■ Brief
Using the records below, output the stretch that opens with the line containing "x=99, y=251" and closes with the line containing "x=51, y=120", exactly and including both lines, with nothing more.
··· Recorded data ···
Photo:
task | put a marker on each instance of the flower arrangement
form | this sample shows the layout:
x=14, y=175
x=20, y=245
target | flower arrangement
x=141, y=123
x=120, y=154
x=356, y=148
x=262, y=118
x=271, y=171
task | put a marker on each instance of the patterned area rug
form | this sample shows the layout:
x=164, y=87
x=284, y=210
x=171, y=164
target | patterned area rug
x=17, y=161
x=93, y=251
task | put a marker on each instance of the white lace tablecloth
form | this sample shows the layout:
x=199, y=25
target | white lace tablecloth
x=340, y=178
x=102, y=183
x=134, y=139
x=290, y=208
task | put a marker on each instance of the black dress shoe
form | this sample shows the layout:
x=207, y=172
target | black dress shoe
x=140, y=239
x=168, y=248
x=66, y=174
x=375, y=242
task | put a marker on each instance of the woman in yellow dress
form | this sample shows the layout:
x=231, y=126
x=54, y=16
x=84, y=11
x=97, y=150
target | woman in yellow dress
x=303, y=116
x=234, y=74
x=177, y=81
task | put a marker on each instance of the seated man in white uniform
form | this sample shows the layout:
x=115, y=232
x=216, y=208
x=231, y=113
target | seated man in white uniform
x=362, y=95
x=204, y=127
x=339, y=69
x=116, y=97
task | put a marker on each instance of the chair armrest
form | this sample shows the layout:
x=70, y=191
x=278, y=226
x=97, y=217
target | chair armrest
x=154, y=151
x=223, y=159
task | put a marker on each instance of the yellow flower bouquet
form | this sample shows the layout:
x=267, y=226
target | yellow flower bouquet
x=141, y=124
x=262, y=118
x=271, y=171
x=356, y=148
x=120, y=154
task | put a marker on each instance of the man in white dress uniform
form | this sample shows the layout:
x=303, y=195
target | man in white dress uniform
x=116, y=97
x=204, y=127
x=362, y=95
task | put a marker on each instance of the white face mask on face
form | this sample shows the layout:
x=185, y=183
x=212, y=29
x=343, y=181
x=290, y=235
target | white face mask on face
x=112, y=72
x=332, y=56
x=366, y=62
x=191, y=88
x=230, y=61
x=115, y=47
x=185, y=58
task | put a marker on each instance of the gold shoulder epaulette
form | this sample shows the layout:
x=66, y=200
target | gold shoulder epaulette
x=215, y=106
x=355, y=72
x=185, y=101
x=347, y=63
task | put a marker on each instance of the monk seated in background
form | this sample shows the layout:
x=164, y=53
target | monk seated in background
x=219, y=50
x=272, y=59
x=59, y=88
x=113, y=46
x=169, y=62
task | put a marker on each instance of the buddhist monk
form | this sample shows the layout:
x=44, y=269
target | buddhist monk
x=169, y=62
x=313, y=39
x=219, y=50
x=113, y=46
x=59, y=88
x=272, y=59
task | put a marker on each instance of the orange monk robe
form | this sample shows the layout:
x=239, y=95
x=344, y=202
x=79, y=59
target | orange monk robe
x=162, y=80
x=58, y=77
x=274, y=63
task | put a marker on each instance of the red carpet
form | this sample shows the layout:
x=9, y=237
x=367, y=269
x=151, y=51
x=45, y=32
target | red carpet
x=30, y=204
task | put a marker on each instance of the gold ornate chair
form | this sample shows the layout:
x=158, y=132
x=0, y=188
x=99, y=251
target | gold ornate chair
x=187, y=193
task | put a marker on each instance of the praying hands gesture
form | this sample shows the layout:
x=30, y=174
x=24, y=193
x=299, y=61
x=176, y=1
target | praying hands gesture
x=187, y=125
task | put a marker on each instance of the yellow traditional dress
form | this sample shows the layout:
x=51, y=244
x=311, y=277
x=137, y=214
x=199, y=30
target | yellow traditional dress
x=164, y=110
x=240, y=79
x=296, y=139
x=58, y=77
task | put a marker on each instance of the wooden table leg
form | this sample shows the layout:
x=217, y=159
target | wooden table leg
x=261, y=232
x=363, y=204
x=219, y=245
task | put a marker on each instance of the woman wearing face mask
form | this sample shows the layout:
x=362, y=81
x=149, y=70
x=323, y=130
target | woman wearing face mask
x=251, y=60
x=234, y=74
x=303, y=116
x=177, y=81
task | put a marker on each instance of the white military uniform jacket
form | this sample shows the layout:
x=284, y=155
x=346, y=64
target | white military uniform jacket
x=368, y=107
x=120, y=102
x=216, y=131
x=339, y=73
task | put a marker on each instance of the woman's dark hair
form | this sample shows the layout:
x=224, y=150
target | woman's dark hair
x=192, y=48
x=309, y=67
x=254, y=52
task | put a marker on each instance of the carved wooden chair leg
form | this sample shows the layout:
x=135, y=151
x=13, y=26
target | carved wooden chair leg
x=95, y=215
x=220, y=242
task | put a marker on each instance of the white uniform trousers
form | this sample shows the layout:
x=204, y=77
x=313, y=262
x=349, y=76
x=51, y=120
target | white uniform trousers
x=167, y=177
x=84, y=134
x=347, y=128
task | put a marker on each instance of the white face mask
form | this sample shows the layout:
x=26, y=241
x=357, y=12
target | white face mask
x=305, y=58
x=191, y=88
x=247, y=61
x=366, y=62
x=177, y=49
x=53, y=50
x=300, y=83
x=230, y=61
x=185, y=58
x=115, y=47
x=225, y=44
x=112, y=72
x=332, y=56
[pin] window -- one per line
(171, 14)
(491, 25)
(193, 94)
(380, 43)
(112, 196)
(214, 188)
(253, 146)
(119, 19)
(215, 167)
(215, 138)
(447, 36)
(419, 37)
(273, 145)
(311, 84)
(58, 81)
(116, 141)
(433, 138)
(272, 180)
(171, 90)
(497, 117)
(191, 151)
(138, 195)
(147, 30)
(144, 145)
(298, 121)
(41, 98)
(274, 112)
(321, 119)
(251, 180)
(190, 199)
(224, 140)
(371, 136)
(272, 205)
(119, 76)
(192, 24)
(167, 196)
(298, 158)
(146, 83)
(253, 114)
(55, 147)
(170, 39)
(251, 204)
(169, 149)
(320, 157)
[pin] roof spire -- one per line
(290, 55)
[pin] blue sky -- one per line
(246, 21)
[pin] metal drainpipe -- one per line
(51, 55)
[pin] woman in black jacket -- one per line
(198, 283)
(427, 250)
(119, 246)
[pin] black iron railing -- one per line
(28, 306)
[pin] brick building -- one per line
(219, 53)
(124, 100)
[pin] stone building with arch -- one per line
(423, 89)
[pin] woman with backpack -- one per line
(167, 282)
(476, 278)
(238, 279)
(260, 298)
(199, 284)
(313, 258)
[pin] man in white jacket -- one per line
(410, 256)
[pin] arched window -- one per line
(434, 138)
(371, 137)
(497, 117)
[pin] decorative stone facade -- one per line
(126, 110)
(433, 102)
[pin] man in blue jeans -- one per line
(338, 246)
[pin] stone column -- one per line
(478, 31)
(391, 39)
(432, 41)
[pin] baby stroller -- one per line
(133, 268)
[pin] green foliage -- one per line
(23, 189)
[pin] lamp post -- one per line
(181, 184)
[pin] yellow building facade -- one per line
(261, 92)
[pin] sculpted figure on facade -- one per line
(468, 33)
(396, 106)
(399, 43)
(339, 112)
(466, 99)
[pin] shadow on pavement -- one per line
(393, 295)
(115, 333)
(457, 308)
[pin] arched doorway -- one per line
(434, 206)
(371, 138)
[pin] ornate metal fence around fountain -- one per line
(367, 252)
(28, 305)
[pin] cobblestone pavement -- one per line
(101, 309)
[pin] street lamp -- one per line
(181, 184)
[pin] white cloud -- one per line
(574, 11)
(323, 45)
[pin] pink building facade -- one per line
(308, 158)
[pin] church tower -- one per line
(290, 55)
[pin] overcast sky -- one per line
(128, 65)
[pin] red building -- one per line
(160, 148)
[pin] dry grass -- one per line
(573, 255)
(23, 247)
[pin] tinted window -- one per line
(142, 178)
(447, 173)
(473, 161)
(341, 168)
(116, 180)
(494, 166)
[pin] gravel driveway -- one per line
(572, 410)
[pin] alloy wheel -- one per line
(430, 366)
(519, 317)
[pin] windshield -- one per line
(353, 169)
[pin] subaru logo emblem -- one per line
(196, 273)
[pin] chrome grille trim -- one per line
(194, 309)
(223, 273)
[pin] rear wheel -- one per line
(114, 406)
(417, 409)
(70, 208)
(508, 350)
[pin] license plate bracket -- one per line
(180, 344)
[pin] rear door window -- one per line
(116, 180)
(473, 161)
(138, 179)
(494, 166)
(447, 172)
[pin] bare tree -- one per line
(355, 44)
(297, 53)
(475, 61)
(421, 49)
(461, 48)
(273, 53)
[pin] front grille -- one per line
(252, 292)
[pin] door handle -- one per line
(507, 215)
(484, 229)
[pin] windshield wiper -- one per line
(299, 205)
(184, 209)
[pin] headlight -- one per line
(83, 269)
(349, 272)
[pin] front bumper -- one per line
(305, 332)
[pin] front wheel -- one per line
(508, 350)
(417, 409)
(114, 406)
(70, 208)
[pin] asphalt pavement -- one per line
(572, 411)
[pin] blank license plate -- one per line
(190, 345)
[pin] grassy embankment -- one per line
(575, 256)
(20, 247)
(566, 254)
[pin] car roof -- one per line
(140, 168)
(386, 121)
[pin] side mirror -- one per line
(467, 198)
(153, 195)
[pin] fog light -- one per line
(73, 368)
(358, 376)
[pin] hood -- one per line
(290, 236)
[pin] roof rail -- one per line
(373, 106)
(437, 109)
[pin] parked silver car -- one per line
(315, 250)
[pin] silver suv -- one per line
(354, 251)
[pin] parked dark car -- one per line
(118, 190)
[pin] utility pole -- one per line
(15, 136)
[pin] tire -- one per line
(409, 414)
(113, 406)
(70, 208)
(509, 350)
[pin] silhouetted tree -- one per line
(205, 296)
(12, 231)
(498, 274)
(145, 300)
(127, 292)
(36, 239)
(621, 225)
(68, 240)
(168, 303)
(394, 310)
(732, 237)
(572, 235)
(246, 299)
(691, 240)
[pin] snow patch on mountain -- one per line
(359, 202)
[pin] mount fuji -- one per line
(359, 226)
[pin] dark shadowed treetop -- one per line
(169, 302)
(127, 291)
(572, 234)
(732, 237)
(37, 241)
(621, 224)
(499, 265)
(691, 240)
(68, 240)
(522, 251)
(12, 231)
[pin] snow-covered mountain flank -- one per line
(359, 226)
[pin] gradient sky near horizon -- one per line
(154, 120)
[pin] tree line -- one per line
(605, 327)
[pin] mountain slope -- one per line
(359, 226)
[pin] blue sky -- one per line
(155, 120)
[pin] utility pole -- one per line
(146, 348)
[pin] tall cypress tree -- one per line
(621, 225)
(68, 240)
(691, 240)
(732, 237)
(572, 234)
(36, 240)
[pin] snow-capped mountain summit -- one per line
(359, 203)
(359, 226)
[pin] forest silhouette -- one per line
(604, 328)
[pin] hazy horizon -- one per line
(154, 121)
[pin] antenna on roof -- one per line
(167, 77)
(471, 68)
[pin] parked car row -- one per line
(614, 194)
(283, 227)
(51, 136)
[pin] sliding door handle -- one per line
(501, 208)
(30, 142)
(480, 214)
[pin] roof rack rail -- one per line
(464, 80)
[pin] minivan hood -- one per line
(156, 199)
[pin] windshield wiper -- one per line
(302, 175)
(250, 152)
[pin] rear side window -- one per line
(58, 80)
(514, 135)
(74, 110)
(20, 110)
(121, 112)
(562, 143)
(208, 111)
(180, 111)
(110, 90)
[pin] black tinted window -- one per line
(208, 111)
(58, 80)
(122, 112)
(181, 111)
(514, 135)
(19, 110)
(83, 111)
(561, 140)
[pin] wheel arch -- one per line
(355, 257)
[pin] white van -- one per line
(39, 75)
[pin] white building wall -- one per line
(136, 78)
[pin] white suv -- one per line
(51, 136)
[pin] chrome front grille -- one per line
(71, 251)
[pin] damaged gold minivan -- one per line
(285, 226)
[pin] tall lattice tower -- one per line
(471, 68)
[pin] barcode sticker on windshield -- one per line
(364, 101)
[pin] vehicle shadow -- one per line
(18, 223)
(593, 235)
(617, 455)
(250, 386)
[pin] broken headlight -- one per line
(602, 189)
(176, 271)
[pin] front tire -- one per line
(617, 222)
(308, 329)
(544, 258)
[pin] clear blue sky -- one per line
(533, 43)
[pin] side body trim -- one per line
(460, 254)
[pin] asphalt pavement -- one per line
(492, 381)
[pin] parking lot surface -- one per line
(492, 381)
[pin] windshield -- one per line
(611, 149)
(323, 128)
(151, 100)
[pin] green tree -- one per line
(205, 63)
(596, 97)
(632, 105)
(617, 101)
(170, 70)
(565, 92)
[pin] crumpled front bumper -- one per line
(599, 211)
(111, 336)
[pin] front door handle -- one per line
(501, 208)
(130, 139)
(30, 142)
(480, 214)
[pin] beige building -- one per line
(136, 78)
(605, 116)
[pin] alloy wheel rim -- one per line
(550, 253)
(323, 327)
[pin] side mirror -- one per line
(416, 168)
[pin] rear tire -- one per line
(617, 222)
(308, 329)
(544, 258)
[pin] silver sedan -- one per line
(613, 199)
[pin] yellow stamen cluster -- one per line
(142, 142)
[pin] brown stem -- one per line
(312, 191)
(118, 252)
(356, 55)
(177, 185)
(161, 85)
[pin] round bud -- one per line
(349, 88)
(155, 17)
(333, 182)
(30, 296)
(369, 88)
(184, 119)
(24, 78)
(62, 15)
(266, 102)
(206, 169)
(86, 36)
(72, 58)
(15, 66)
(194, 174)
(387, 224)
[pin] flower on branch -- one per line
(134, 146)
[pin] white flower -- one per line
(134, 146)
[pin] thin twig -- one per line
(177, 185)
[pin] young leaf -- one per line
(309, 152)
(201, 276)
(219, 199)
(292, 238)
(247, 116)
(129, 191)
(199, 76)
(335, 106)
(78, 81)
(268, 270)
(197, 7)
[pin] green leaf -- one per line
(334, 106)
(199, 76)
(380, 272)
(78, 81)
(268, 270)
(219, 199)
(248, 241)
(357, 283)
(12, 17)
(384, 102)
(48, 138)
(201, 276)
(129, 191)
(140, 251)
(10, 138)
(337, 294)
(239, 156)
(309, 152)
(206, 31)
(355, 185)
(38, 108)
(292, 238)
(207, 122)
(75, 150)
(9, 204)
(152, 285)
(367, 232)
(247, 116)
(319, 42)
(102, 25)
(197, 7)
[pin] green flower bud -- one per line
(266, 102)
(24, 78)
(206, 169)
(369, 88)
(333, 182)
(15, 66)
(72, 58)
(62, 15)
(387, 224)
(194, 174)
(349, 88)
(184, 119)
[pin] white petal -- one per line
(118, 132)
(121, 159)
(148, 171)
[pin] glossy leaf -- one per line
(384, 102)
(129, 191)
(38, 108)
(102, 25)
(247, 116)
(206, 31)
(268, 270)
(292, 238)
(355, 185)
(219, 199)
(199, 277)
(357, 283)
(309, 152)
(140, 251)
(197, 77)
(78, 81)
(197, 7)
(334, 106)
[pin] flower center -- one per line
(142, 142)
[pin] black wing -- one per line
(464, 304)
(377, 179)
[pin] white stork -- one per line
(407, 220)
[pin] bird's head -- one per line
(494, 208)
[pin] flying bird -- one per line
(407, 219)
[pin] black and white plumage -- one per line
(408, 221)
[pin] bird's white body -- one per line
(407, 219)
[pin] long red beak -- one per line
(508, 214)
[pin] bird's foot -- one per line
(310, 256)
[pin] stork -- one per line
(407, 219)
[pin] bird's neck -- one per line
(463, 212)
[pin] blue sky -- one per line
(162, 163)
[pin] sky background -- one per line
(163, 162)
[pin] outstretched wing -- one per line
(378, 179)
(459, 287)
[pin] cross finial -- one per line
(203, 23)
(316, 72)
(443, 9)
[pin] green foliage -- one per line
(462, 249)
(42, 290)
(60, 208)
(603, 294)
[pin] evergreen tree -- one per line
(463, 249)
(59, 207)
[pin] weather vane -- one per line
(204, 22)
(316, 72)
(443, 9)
···
■ Result
x=99, y=251
target | gold ornate chair
x=187, y=193
task | put a marker on each instance of the praying hands gesture
form | this sample shows the layout:
x=30, y=174
x=24, y=193
x=299, y=61
x=176, y=1
target | praying hands gesture
x=187, y=125
task | put a marker on each instance of the yellow traditional dress
form | this sample shows the layout:
x=51, y=244
x=311, y=277
x=137, y=214
x=199, y=30
target | yellow traditional dress
x=164, y=110
x=240, y=79
x=296, y=139
x=58, y=77
task | put a marker on each instance of the wooden table leg
form | this sample shows the layout:
x=217, y=159
target | wooden table leg
x=261, y=232
x=363, y=204
x=219, y=245
task | put a marker on each instance of the woman wearing face mask
form | this sample shows the layout:
x=362, y=81
x=149, y=70
x=323, y=130
target | woman wearing face mask
x=251, y=60
x=234, y=74
x=303, y=116
x=177, y=81
task | put a marker on each instance of the white military uniform jacket
form | this sample shows the layout:
x=284, y=155
x=346, y=64
target | white military uniform jacket
x=368, y=107
x=120, y=102
x=216, y=131
x=339, y=73
task | put a marker on each instance of the woman's dark hair
form | this sample shows the layout:
x=224, y=150
target | woman's dark hair
x=192, y=48
x=309, y=67
x=254, y=52
task | put a marker on each instance of the carved wooden chair leg
form | this sample shows the layout:
x=135, y=151
x=13, y=26
target | carved wooden chair leg
x=95, y=215
x=220, y=242
task | put a marker on each instance of the white uniform trousers
form | this sample shows the layout:
x=204, y=77
x=313, y=262
x=349, y=76
x=51, y=120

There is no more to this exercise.